[Excerpted data]
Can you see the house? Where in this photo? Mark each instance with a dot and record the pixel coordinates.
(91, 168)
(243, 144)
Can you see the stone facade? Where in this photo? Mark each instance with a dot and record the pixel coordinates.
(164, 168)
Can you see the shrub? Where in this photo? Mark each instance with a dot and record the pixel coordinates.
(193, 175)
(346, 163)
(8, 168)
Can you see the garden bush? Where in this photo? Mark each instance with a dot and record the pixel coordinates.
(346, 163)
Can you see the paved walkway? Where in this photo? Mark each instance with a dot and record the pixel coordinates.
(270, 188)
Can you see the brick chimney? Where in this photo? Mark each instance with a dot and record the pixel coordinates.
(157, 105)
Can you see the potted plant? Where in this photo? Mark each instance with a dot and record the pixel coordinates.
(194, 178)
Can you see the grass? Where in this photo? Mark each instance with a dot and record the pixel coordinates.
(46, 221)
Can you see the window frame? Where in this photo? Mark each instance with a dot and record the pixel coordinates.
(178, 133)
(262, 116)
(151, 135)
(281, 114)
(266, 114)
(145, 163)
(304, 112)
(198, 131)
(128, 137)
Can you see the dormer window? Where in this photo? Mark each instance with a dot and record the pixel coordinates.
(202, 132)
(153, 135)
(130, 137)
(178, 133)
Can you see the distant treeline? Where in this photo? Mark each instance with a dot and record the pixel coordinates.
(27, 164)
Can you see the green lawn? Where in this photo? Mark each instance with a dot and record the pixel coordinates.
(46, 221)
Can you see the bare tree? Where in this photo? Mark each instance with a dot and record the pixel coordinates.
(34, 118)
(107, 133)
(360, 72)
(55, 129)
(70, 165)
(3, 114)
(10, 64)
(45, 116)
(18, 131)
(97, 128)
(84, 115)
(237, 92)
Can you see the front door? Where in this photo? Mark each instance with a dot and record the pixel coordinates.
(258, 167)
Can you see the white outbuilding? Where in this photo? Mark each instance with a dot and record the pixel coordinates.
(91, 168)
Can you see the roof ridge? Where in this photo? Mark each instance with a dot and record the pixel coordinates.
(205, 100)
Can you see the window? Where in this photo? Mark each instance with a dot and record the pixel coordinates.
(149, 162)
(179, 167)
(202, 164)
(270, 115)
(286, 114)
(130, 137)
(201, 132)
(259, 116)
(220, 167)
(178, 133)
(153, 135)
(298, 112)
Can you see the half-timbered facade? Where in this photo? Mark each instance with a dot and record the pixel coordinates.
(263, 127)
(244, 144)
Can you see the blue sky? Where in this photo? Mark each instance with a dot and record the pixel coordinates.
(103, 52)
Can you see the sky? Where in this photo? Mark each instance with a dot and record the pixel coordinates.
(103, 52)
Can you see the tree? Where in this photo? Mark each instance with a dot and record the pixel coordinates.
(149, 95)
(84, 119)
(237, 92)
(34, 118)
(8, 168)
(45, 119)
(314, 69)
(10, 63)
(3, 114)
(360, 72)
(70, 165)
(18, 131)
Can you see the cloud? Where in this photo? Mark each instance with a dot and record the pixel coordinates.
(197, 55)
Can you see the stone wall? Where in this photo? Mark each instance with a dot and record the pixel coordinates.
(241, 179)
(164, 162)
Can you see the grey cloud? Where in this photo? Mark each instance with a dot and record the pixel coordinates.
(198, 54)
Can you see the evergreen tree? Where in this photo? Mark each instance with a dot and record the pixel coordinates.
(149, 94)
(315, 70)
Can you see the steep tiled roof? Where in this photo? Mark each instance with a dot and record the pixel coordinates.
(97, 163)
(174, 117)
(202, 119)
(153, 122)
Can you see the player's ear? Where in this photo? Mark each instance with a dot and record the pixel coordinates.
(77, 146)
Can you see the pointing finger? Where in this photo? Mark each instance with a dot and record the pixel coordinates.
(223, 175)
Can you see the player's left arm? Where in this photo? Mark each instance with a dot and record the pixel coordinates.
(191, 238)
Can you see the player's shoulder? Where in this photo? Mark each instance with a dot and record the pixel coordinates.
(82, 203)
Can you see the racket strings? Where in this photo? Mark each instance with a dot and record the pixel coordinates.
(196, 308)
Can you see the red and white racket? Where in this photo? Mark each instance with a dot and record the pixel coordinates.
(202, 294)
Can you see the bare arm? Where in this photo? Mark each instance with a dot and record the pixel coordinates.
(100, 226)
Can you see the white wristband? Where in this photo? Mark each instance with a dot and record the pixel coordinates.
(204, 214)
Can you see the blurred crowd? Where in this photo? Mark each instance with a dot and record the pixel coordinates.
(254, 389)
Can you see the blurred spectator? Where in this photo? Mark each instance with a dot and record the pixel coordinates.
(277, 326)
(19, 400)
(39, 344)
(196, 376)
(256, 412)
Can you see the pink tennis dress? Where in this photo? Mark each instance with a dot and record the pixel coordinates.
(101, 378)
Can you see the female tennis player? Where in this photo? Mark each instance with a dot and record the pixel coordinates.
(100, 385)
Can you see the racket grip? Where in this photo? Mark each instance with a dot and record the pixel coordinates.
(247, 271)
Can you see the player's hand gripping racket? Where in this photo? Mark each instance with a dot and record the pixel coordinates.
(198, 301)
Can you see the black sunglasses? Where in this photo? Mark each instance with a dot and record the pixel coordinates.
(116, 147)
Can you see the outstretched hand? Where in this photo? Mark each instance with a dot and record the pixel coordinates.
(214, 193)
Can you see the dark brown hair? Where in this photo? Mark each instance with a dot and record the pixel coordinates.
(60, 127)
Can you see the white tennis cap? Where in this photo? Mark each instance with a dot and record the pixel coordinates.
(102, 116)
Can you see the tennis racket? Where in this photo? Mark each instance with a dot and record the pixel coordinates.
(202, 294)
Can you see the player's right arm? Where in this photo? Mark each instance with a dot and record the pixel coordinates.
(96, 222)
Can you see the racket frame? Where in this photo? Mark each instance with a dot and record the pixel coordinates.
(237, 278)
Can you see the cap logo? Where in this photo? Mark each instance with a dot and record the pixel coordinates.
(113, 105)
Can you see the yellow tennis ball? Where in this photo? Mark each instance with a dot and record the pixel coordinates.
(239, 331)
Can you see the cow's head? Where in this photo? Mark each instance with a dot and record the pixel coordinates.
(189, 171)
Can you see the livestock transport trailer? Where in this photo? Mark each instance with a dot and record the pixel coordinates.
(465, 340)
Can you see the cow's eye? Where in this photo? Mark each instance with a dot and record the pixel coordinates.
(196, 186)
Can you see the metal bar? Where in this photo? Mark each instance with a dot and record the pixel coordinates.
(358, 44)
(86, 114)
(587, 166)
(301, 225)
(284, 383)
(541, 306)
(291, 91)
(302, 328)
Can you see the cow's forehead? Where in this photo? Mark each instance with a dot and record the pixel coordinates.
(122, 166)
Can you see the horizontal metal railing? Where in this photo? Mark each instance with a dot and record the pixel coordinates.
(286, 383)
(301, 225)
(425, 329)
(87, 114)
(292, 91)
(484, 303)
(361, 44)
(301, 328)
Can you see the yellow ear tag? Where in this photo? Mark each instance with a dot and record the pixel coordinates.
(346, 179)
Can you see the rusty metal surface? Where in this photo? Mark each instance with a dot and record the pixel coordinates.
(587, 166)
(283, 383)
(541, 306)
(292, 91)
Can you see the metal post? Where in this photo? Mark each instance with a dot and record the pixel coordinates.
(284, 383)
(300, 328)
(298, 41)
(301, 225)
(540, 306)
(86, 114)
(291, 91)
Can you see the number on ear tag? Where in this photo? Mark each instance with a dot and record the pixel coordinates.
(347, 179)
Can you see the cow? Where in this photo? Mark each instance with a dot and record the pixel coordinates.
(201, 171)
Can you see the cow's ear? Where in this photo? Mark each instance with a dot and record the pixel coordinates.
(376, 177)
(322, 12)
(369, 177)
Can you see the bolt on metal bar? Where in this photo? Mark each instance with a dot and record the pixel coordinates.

[What you will do]
Could you copy all of the rows above, character for character, with nothing changed, added, or left out?

[Answer to the exercise]
Can you see the house? Where in this photo? Mark each instance with a dot and record the pixel coordinates.
(91, 168)
(243, 144)
Can you see the stone facade? Where in this photo? Mark each instance with a dot and record the pixel coordinates.
(164, 168)
Can you see the shrub? Where in this photo? Mark each instance with a dot and record the pixel coordinates.
(193, 175)
(346, 163)
(8, 168)
Can you see the garden bush? Where in this photo? Mark each instance with a dot and record the pixel coordinates.
(346, 163)
Can you see the paved walkway? Where in this photo? Mark each instance with a dot and record the pixel coordinates.
(270, 188)
Can you see the brick chimney? Where in this photo? Mark each instance with a dot and record the pixel coordinates.
(157, 105)
Can you see the potted plant? Where in this photo? Mark each instance with a dot and record the pixel coordinates.
(194, 178)
Can you see the grass? Where in this photo? Mark each instance with a dot and record the pixel coordinates.
(46, 221)
Can you see the window frame? Where in this photo? Mark each instance with a dot and record the pixel coordinates.
(178, 133)
(262, 116)
(151, 135)
(281, 114)
(266, 114)
(145, 163)
(304, 112)
(198, 131)
(128, 137)
Can you see the dormer window? Where in this photo? Mark each instance with a dot and record the pixel coordinates.
(202, 132)
(153, 135)
(130, 137)
(178, 133)
Can you see the distant treeline? Where in this photo? Mark each instance with a dot and record the pixel coordinates.
(27, 164)
Can you see the green lawn? Where in this photo? Mark each instance with a dot and record the pixel coordinates.
(46, 221)
Can you see the bare tree? Where in this photo? Mark each instance with a dot and record the pixel coordinates.
(34, 118)
(107, 133)
(360, 72)
(55, 129)
(70, 165)
(3, 114)
(10, 64)
(45, 116)
(18, 131)
(97, 128)
(84, 115)
(237, 92)
Can you see the front door? Where in this photo? Mark each instance with a dot and record the pixel coordinates.
(258, 167)
Can you see the white outbuilding? Where in this photo? Mark each instance with a dot and record the pixel coordinates.
(91, 168)
Can you see the roof ridge? Where in this photo? Mark each instance with a dot and record the pixel coordinates.
(205, 100)
Can you see the window? Where in this photo? Mark each instance with a dot and record the pixel coordinates.
(149, 162)
(179, 167)
(202, 164)
(270, 115)
(286, 114)
(130, 137)
(201, 132)
(259, 116)
(220, 167)
(178, 133)
(153, 135)
(298, 112)
Can you see the half-timbered facade? Where in this photo? Mark each instance with a dot and record the pixel coordinates.
(263, 127)
(244, 144)
Can you see the blue sky? Where in this photo? Mark each instance with a dot and record the pixel coordinates.
(103, 52)
Can you see the sky? Where in this photo? Mark each instance with a dot and record the pixel coordinates.
(103, 52)
Can you see the tree? Where in this photo? Mark each instance with a dot and record the pixel coordinates.
(149, 95)
(84, 119)
(237, 92)
(34, 118)
(8, 168)
(45, 119)
(314, 69)
(10, 63)
(3, 114)
(360, 72)
(70, 165)
(18, 131)
Can you see the cloud? Where in this photo? Mark each instance with a dot and record the pixel coordinates.
(197, 55)
Can you see the stone wall? Where in this photo? Mark each instance with a dot and record the pixel coordinates.
(241, 179)
(164, 162)
Can you see the grey cloud? Where in this photo? Mark each instance with a dot and record the pixel coordinates.
(198, 54)
Can you see the evergreen tree? Where in this photo? Mark each instance with a dot and record the pixel coordinates.
(149, 94)
(315, 70)
Can you see the steep tiled roof? Where in this photo? Mark each instance with a dot and record the pixel coordinates.
(97, 163)
(174, 117)
(202, 119)
(153, 122)
Can you see the player's ear? Where in this photo? Mark each instance with a dot and record the pixel coordinates.
(77, 146)
Can you see the pointing finger? Where in this photo? Mark each instance with a dot and record the pixel coordinates.
(223, 175)
Can you see the player's left arm? Where in this photo? Mark each instance with a dot and record the pixel coordinates.
(191, 238)
Can you see the player's shoulder? Where in this photo? Mark each instance with a dot and record the pixel coordinates.
(82, 203)
Can you see the racket strings? Where in this photo? Mark each instance with a dot and record the pixel coordinates.
(196, 308)
Can you see the red and white racket? Where in this photo? Mark each instance with a dot and record the pixel coordinates.
(202, 294)
Can you see the bare arm? Where in this photo? Mark each instance with a dot and record the pixel coordinates.
(100, 226)
Can you see the white wristband? Where in this photo? Mark each instance with a dot and record the pixel coordinates.
(204, 214)
Can you see the blurred crowd? Where in this photo? Mark each instance with a dot and record the pixel coordinates.
(254, 389)
Can you see the blurred spectator? Where in this photo? Mark each instance with a dot and record the pixel coordinates.
(277, 326)
(19, 400)
(39, 344)
(196, 376)
(256, 412)
Can you see the pink tennis dress? Where in this photo? Mark each instance with a dot and record the pixel coordinates.
(101, 378)
Can you see the female tennis player? Where in this photo? Mark each instance with a dot and record the pixel coordinates.
(100, 385)
Can you see the racket grip? Where in this photo? Mark each instance with a dot and record the pixel coordinates.
(247, 271)
Can you see the player's hand gripping racket? Where in this photo? Mark each instance with a dot and record the pixel coordinates.
(198, 301)
Can you see the black sunglasses? Where in this photo? Mark each instance with a dot and record the pixel coordinates.
(116, 147)
Can you see the outstretched hand? Where in this photo? Mark each instance with a dot and record the pixel coordinates.
(214, 193)
Can you see the dark brown hair? Where in this photo? Mark each instance with a dot and record the pixel coordinates.
(60, 127)
Can you see the white tennis cap? Where in this photo? Mark each instance with a dot and record the pixel coordinates.
(102, 116)
Can you see the tennis racket? Where in this photo? Mark each instance with a dot and record the pixel coordinates.
(202, 294)
Can you see the player's right arm? Where in this photo? Mark each instance with a dot and record the pixel coordinates.
(96, 222)
Can you see the racket frame? Where in this photo? Mark each instance with a dot and record the pixel coordinates.
(237, 278)
Can you see the cap logo? Where in this photo? Mark each instance with a dot and record the pixel coordinates.
(113, 105)
Can you see the yellow tennis ball? Where in this photo? Mark each instance with a dot and record the pixel coordinates.
(239, 331)
Can you see the cow's head? Where in this photo? Mark each instance with a dot and record the pixel coordinates.
(189, 171)
Can you see the livestock transport trailer? Where in this photo? Mark each instance with a dot and record the pixel coordinates.
(465, 340)
Can you see the cow's eye? Where in this photo? Mark each instance with a dot and record the pixel coordinates.
(196, 186)
Can you see the metal bar? Where in this photo? Mark each instance with a dot and record the pixel coordinates.
(358, 44)
(86, 114)
(587, 166)
(301, 225)
(284, 383)
(541, 306)
(291, 91)
(302, 328)
Can you see the cow's forehead? Where in this photo? Mark each instance with a dot and record the pixel coordinates.
(122, 166)
Can you see the horizontal metal railing? Where in this photo? Mark each instance with a dot and record the pixel coordinates.
(286, 383)
(301, 225)
(425, 329)
(87, 114)
(292, 91)
(484, 303)
(361, 44)
(301, 328)
Can you see the yellow ear tag? Where in this photo? Mark each instance with a dot and record the pixel coordinates.
(346, 179)
Can you see the rusty metal surface? Where in this photo? Mark each instance with a dot and record the pixel coordinates.
(587, 166)
(283, 383)
(541, 306)
(292, 91)
Can you see the metal post? Where in this photo? Mark each instance with a dot and record the pixel coordinates.
(284, 383)
(300, 328)
(298, 41)
(301, 225)
(540, 306)
(86, 114)
(291, 91)
Can you see the number on ear tag? Where in this photo? Mark each instance with a dot and record the pixel coordinates.
(347, 179)
Can you see the cow? Where in this photo? Mark each instance with a dot and record the pixel coordinates.
(201, 171)
Can you see the cow's ear? Where in this photo? Mark each instance with a dot and record the pixel coordinates.
(376, 177)
(322, 12)
(369, 177)
Can you see the bolt on metal bar? Where in this photo? Mark each instance with a dot and record the pixel coordinates.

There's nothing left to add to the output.